* START *

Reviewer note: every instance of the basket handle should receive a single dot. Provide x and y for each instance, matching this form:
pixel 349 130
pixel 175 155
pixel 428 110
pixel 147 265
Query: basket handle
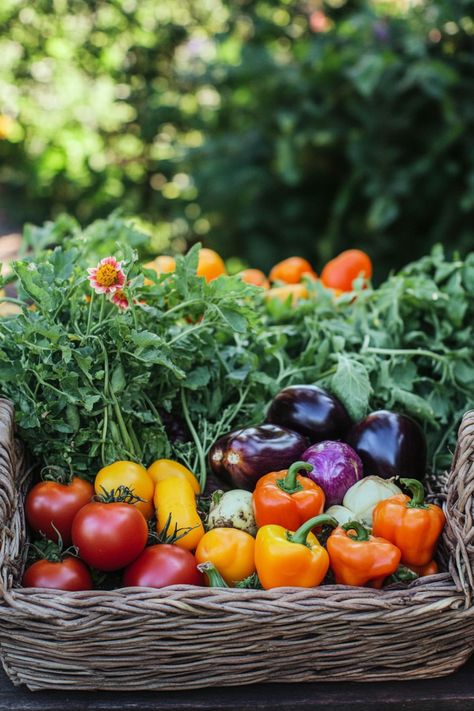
pixel 459 505
pixel 12 525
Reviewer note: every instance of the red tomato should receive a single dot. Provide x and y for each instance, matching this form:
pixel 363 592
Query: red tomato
pixel 50 502
pixel 109 536
pixel 162 565
pixel 340 272
pixel 68 574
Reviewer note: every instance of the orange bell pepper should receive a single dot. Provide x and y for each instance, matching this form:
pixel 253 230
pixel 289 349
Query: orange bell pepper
pixel 413 526
pixel 291 559
pixel 286 498
pixel 230 550
pixel 358 558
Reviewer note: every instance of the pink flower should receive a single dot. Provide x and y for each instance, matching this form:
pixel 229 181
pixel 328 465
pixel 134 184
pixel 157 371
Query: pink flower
pixel 120 300
pixel 107 277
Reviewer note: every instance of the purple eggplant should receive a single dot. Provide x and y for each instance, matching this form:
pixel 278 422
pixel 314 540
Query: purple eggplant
pixel 245 455
pixel 311 411
pixel 389 444
pixel 336 467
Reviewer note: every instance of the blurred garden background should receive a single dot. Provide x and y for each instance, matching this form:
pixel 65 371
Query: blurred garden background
pixel 262 128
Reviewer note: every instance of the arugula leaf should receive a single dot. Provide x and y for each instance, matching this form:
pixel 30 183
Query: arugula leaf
pixel 352 386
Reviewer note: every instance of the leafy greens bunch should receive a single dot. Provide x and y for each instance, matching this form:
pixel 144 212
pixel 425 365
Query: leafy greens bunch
pixel 92 384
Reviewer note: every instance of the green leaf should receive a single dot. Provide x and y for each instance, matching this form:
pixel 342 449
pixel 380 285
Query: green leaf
pixel 197 378
pixel 234 318
pixel 352 386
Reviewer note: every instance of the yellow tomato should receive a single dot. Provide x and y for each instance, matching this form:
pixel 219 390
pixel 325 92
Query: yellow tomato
pixel 131 475
pixel 164 468
pixel 210 264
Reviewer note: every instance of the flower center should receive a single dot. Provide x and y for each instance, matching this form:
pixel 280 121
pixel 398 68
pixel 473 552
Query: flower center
pixel 106 275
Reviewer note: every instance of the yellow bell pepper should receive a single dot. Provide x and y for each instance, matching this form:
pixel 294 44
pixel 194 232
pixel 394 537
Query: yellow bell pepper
pixel 175 505
pixel 164 468
pixel 230 550
pixel 291 559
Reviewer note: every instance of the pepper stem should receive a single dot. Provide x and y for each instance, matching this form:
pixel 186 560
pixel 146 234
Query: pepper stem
pixel 214 578
pixel 301 534
pixel 417 492
pixel 362 533
pixel 290 483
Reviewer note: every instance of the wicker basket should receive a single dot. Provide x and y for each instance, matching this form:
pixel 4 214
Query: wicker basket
pixel 189 637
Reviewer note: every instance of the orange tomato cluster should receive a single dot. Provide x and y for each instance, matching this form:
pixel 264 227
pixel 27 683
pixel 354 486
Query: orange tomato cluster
pixel 287 279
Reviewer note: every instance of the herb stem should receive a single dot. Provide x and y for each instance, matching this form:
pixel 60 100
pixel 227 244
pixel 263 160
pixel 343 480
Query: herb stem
pixel 187 332
pixel 11 300
pixel 406 352
pixel 89 315
pixel 199 448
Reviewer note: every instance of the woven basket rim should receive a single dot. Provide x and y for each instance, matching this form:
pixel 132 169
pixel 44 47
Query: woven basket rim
pixel 401 593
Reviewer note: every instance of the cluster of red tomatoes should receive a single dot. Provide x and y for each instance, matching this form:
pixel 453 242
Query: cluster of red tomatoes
pixel 108 524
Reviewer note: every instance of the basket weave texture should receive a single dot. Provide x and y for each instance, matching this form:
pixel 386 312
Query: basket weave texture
pixel 188 637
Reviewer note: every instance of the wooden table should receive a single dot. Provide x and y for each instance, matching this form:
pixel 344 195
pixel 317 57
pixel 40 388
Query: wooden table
pixel 453 693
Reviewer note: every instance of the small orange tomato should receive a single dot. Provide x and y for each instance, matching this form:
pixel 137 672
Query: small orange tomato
pixel 255 277
pixel 165 468
pixel 340 272
pixel 210 264
pixel 282 293
pixel 131 475
pixel 292 270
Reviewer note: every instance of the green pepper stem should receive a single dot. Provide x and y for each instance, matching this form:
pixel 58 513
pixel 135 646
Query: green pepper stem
pixel 214 577
pixel 301 534
pixel 290 483
pixel 417 492
pixel 362 533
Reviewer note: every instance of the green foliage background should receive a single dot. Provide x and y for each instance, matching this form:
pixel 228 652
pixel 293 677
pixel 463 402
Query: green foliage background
pixel 242 124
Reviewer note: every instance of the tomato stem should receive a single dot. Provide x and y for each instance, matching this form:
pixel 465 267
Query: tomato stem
pixel 122 494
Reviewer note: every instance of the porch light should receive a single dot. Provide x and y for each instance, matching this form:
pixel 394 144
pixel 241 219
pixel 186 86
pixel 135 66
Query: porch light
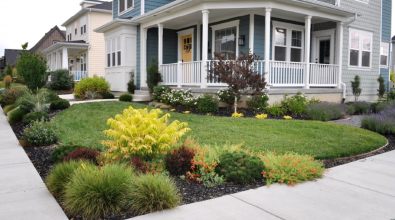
pixel 242 40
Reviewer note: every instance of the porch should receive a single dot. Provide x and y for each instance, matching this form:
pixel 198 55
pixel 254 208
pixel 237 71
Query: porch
pixel 70 55
pixel 300 46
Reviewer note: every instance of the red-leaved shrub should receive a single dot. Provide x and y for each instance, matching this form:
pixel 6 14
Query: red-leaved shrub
pixel 82 154
pixel 178 162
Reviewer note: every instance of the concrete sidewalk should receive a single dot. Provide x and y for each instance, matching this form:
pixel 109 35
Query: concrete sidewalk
pixel 364 189
pixel 23 194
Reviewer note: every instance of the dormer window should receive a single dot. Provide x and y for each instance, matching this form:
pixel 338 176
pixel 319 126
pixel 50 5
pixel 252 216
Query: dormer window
pixel 125 5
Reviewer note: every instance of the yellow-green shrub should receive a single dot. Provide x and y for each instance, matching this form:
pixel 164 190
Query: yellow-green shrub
pixel 291 168
pixel 138 131
pixel 94 84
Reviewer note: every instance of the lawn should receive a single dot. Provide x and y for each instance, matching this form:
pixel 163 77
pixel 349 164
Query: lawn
pixel 84 124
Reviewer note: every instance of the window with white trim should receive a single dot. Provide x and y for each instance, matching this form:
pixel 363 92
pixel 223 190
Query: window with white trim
pixel 83 25
pixel 360 52
pixel 288 42
pixel 125 5
pixel 83 62
pixel 384 54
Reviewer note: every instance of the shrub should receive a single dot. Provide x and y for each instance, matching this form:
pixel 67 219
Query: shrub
pixel 258 102
pixel 41 133
pixel 178 161
pixel 159 91
pixel 82 154
pixel 291 168
pixel 131 136
pixel 60 176
pixel 16 115
pixel 350 109
pixel 35 116
pixel 33 69
pixel 9 108
pixel 153 75
pixel 61 80
pixel 94 84
pixel 98 192
pixel 13 94
pixel 151 193
pixel 239 167
pixel 362 107
pixel 59 104
pixel 239 74
pixel 325 111
pixel 131 85
pixel 126 98
pixel 356 90
pixel 107 95
pixel 7 81
pixel 381 89
pixel 228 97
pixel 62 150
pixel 207 103
pixel 296 104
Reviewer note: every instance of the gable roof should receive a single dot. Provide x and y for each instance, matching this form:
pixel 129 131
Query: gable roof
pixel 11 55
pixel 48 34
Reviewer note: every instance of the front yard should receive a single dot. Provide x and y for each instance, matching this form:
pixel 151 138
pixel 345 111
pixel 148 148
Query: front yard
pixel 84 124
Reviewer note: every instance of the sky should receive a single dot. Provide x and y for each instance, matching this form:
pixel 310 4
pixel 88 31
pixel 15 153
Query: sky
pixel 28 20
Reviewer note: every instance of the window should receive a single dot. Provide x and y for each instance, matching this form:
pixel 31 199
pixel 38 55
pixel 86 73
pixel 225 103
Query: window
pixel 83 25
pixel 288 42
pixel 125 5
pixel 384 54
pixel 83 62
pixel 118 51
pixel 360 48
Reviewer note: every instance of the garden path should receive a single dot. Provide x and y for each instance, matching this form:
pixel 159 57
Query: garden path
pixel 23 194
pixel 362 189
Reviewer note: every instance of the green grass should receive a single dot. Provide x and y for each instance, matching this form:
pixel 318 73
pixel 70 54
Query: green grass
pixel 84 125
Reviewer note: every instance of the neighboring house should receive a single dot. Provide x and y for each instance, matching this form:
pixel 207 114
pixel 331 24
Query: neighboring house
pixel 50 38
pixel 82 52
pixel 306 45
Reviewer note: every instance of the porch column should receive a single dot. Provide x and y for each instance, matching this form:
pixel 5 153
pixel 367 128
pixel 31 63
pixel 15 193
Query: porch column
pixel 267 45
pixel 203 83
pixel 307 51
pixel 65 59
pixel 339 50
pixel 143 58
pixel 160 45
pixel 252 30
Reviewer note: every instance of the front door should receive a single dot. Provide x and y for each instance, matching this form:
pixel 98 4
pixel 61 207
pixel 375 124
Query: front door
pixel 186 48
pixel 324 50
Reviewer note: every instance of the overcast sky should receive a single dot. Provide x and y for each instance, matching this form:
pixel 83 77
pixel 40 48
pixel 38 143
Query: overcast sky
pixel 28 20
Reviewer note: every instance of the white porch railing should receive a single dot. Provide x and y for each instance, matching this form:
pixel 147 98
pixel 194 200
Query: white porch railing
pixel 286 73
pixel 324 75
pixel 78 75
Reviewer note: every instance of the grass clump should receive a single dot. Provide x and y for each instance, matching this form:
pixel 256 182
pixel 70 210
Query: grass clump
pixel 97 192
pixel 151 193
pixel 291 168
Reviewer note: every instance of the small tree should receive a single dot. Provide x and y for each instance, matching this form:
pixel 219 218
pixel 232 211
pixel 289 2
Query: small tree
pixel 33 69
pixel 153 75
pixel 381 89
pixel 8 70
pixel 239 74
pixel 131 85
pixel 356 90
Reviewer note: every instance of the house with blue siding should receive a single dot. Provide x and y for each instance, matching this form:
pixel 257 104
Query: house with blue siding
pixel 312 46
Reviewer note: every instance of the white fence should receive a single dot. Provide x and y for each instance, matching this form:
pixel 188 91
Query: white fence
pixel 324 75
pixel 78 75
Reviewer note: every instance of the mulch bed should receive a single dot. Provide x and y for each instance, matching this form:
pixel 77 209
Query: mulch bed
pixel 191 191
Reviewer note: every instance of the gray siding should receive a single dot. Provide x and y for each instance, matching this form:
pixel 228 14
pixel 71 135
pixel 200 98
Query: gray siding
pixel 133 13
pixel 371 20
pixel 153 4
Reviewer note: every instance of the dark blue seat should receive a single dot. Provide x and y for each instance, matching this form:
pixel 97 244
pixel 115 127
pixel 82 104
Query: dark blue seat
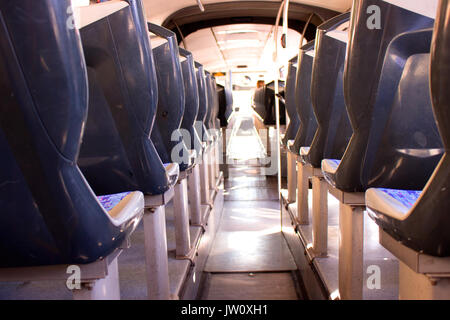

* END *

» **Written instruction**:
How many lines of the listing contain the word "window"? Give only the number.

» **Exercise output**:
6